- Map of northeastern Connecticut with Route 89 highlighted in red

Route information
- Maintained by CTDOT
- Length: 16.25 mi (26.15 km)
- Existed: 1932–present

Major junctions
- South end: Route 195 in Mansfield
- I-84 at the Ashford–Union line
- North end: Route 190 in Union

Location
- Country: United States
- State: Connecticut
- Counties: Tolland, Windham

Highway system
- Connecticut State Highway System; Interstate; US; State SSR; SR; ; Scenic;
| ← Route 87 |  | → I-91 |

= Connecticut Route 89 =

State highway in northeastern Connecticut, US

Route 89 is a state highway in northeastern Connecticut, United States, running from eastern Mansfield to southern Union. It connects the villages of Mansfield Center, Warrenville, and Westford. It is a two-lane rural collector road throughout its entire length, following the path of the Mount Hope River.

== Route description==
Route 89 begins at an intersection with Route 195 in the village of Mansfield Center as Warrenville Road and heads north through the northeast portion of the town of Mansfield. Along the way it passes by the north side of Mansfield Hollow Lake then runs parallel to Mount Hope River as it heads into the town of Ashford. Once in Ashford, the road name changes to Mansfield Road until it reaches the village of Warrenville, where it has a junction with U.S. Route 44. Route 89 continues north as Westford Road, still parallel to the Mount Hope River, into the village of Westford. The road turns west on Turnpike Road as it departs the village, then turns north on Ferrence Road towards the town of Union. At the town line, it has an interchange with I-84 (Exit 92). Route 89 ends about 0.6 mi later at an intersection with Route 190 in the southwest corner of Union.

== History ==
The road connecting Willimantic to Union via Mansfield Center and Westford was designated as State Highway 146 in 1922. In the 1932 state highway renumbering, State Highway 146 was renumbered to Route 89, with a southward extension from Willimantic to Lebanon, ending at modern Route 87. This early Route 89 followed modern Route 289 from Lebanon to Willimantic, then modern Route 195 to Mansfield Center then modern Route 89 to its current end in Union, with the exception of a section north of Westford village that used Waterfall Road instead of Ferrence Road.

Provided data -
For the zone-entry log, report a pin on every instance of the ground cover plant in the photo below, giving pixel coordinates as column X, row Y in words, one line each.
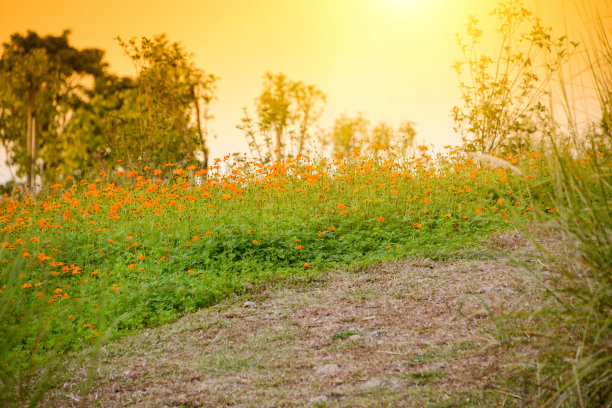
column 117, row 252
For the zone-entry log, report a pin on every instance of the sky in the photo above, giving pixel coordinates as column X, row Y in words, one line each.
column 389, row 59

Given task - Copy from the Route 89 article the part that opens with the words containing "Route 89 is" and closes with "Mount Hope River.".

Result below -
Route 89 is a state highway in northeastern Connecticut, United States, running from eastern Mansfield to southern Union. It connects the villages of Mansfield Center, Warrenville, and Westford. It is a two-lane rural collector road throughout its entire length, following the path of the Mount Hope River.